- EXCERPT PROVIDED:
☆ ☆ ☆ ☆

In his letter, Cllr Day said Edinburgh had “never truly adapted to the reality” of the proportional representation voting system introduced in 2007 and the balance of numbers it produced. “To do so, Edinburgh has to change and has to do politics differently."
He said he remained proud of what the council had achieved over the last five years, including the poverty commission, increased housing provision and improvements to public transport. But he added: “I also feel that this city has been held back by parties, including my own, seeking to use the council as a platform for arguments at other levels of government. If we are all honest with ourselves, we have to admit this has frustrated progress for our city.
"Again, if we are honest, there is more we agree on than we disagree. We all want a city where everyone has opportunity, access to good education, green spaces open to all, services delivered efficiently and effectively, amenities to help those most vulnerable and in need and a city that makes contribution to delivering net zero.

☆ ☆ ☆ ☆

- DATA SECTION:

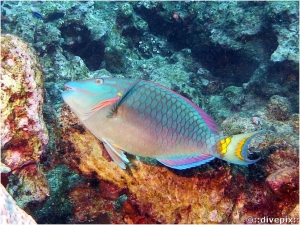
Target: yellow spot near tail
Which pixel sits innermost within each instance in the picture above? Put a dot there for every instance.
(239, 148)
(223, 144)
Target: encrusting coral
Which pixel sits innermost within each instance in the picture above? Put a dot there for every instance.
(11, 213)
(216, 195)
(23, 131)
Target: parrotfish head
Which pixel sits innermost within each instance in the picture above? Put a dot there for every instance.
(87, 96)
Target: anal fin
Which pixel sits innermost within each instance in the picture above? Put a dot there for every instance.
(181, 163)
(116, 154)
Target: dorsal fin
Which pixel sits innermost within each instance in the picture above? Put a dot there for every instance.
(209, 121)
(116, 105)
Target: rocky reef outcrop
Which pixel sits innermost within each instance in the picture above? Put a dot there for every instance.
(236, 60)
(218, 193)
(23, 131)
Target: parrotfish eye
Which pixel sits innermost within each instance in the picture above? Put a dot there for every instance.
(99, 81)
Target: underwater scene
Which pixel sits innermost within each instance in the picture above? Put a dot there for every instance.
(149, 112)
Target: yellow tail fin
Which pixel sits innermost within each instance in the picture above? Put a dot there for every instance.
(234, 148)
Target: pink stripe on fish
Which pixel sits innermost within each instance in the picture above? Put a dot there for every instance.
(185, 161)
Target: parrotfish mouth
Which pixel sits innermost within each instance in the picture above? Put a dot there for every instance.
(68, 88)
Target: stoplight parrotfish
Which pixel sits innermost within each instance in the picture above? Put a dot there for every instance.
(147, 119)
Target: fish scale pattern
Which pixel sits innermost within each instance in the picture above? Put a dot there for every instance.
(169, 118)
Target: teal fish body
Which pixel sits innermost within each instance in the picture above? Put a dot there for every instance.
(147, 119)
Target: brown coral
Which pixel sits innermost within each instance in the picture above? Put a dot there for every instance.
(166, 196)
(23, 131)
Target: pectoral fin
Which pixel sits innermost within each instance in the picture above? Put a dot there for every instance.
(182, 162)
(116, 154)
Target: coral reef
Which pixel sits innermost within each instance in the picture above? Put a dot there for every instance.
(236, 60)
(23, 131)
(11, 213)
(162, 194)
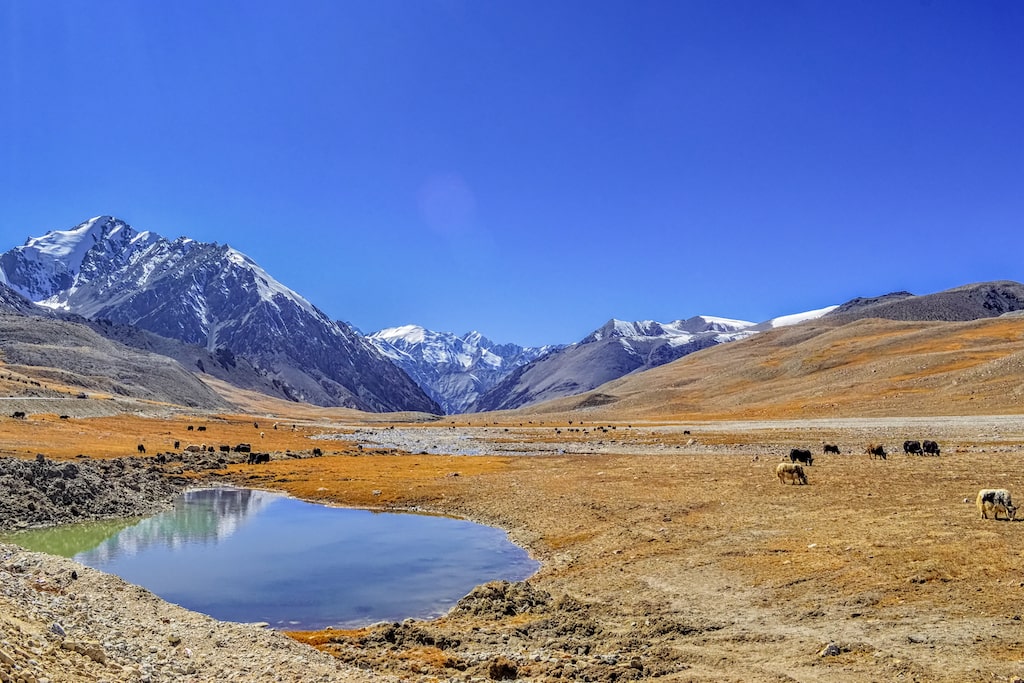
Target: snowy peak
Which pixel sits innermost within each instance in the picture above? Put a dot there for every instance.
(452, 370)
(677, 329)
(211, 296)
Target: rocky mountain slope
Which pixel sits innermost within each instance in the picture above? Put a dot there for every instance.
(824, 368)
(211, 296)
(615, 349)
(969, 302)
(58, 357)
(454, 371)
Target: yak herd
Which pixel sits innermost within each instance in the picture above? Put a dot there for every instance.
(990, 502)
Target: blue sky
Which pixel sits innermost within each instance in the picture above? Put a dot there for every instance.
(530, 169)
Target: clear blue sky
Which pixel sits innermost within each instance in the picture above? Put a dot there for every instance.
(529, 169)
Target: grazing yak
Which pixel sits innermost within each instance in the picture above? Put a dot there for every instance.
(994, 501)
(876, 451)
(911, 447)
(801, 456)
(791, 473)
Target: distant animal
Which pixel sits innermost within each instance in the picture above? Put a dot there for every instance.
(801, 456)
(876, 451)
(791, 473)
(994, 501)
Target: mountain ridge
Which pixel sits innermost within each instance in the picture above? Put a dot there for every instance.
(212, 296)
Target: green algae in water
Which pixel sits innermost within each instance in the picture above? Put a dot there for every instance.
(69, 540)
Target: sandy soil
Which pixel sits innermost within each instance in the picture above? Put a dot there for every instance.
(680, 555)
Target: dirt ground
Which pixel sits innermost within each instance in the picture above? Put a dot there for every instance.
(672, 551)
(684, 557)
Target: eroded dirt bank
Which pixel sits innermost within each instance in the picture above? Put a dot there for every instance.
(680, 557)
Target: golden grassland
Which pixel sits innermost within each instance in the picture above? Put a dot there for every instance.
(869, 554)
(887, 558)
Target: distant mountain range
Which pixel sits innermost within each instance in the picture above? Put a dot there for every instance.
(211, 310)
(615, 349)
(454, 371)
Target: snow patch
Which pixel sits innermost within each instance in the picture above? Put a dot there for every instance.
(794, 318)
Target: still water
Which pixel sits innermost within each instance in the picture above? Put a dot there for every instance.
(244, 555)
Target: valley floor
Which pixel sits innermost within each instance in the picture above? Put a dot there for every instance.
(669, 551)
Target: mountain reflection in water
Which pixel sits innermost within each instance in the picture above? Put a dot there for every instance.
(203, 516)
(247, 555)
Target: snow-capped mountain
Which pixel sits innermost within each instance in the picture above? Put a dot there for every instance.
(454, 371)
(614, 349)
(212, 296)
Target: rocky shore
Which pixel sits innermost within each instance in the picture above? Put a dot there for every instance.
(65, 623)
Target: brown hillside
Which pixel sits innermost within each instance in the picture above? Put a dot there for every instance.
(869, 368)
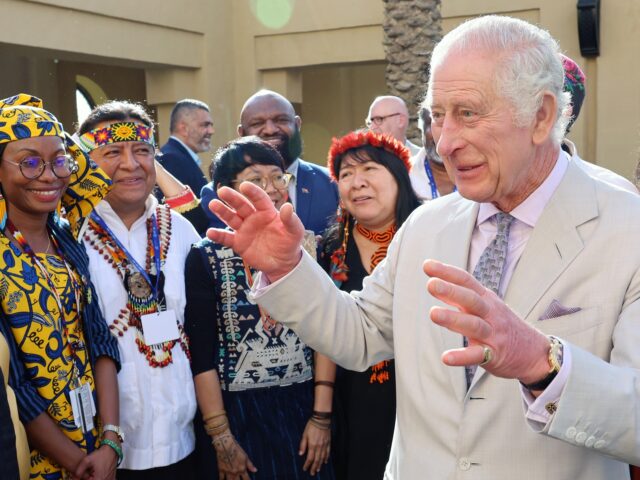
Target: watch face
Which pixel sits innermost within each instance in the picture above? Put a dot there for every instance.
(555, 354)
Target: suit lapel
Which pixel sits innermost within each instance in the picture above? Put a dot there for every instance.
(455, 239)
(303, 192)
(554, 244)
(555, 241)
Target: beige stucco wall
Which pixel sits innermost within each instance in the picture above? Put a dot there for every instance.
(326, 56)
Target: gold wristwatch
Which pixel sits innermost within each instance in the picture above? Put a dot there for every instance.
(555, 363)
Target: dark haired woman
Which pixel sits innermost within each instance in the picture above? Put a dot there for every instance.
(372, 172)
(254, 377)
(137, 250)
(63, 359)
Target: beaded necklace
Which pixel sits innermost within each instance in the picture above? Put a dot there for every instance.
(144, 295)
(381, 238)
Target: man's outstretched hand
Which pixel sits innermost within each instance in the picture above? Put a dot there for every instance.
(266, 239)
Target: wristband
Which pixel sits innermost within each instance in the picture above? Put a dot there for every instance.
(115, 447)
(324, 383)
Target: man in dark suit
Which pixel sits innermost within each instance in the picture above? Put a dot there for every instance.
(271, 117)
(191, 130)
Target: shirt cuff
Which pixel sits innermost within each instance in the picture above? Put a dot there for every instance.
(540, 410)
(262, 284)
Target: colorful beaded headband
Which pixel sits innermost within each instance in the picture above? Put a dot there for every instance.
(366, 137)
(117, 132)
(22, 116)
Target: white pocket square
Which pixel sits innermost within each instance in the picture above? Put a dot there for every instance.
(556, 309)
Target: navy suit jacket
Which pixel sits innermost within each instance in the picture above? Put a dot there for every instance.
(316, 198)
(179, 163)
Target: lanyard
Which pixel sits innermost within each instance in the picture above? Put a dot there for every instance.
(155, 240)
(45, 273)
(432, 180)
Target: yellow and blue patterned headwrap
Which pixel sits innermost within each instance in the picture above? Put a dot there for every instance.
(22, 116)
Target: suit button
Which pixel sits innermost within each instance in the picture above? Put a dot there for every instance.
(581, 438)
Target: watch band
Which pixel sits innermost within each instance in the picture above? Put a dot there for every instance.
(115, 429)
(555, 363)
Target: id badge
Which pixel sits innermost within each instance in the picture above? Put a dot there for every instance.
(160, 327)
(83, 407)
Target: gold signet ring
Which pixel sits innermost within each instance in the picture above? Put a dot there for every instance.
(487, 355)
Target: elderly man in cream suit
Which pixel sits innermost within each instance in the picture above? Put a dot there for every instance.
(528, 370)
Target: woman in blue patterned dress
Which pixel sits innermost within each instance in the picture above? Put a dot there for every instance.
(254, 377)
(63, 358)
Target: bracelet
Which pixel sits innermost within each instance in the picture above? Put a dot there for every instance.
(319, 425)
(321, 415)
(324, 383)
(115, 447)
(219, 438)
(217, 429)
(213, 415)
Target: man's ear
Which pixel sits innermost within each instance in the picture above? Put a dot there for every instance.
(545, 118)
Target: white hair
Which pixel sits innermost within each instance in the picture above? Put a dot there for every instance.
(528, 64)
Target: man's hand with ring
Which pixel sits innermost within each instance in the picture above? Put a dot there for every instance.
(502, 343)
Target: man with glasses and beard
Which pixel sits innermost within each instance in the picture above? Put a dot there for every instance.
(271, 117)
(429, 178)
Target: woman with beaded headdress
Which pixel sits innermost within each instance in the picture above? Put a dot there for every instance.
(265, 409)
(372, 172)
(63, 359)
(137, 250)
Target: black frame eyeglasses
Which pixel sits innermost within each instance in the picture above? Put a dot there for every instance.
(279, 181)
(32, 167)
(377, 120)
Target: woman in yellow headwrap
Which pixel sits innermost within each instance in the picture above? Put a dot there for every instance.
(63, 358)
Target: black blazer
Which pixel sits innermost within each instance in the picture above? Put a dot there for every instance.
(179, 163)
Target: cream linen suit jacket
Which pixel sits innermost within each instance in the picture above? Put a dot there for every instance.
(584, 252)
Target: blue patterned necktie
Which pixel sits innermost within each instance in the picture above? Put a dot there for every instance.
(490, 267)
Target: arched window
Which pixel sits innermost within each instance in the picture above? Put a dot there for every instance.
(84, 103)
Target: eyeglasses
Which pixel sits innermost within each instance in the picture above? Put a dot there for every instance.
(379, 119)
(279, 181)
(33, 167)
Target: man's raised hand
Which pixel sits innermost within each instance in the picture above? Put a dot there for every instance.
(266, 239)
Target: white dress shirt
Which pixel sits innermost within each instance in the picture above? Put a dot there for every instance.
(526, 216)
(157, 405)
(418, 176)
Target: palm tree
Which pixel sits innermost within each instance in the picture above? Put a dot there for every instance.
(411, 30)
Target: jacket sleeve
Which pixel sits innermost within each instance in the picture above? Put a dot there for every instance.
(30, 403)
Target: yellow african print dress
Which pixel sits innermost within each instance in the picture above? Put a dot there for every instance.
(51, 343)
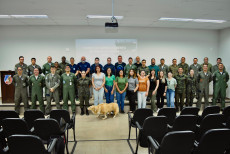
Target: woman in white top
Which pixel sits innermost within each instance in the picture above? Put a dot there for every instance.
(98, 81)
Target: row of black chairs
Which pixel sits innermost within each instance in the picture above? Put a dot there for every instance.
(35, 123)
(166, 121)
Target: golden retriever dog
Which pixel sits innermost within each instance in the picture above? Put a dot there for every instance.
(104, 108)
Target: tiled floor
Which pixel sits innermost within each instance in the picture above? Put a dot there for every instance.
(97, 136)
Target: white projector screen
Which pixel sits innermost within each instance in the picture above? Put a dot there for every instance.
(104, 48)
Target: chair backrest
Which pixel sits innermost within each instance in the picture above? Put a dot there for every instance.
(170, 114)
(210, 110)
(26, 144)
(190, 111)
(12, 126)
(141, 114)
(177, 142)
(31, 115)
(60, 113)
(185, 122)
(156, 127)
(46, 128)
(211, 121)
(226, 113)
(7, 114)
(214, 141)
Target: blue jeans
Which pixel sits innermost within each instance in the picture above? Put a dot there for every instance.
(98, 96)
(109, 97)
(170, 97)
(120, 100)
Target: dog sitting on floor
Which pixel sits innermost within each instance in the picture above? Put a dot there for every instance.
(104, 109)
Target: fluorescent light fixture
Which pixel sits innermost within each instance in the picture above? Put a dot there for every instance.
(208, 20)
(175, 19)
(29, 16)
(192, 20)
(4, 16)
(103, 17)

☆ ☆ ☆ ☆

Print the passage from the excerpt on Cllr Day's letter word for word, from "In his letter, Cllr" up to and including "for our city.".

In his letter, Cllr Day said Edinburgh had “never truly adapted to the reality” of the proportional representation voting system introduced in 2007 and the balance of numbers it produced. “To do so, Edinburgh has to change and has to do politics differently."
He said he remained proud of what the council had achieved over the last five years, including the poverty commission, increased housing provision and improvements to public transport. But he added: “I also feel that this city has been held back by parties, including my own, seeking to use the council as a platform for arguments at other levels of government. If we are all honest with ourselves, we have to admit this has frustrated progress for our city.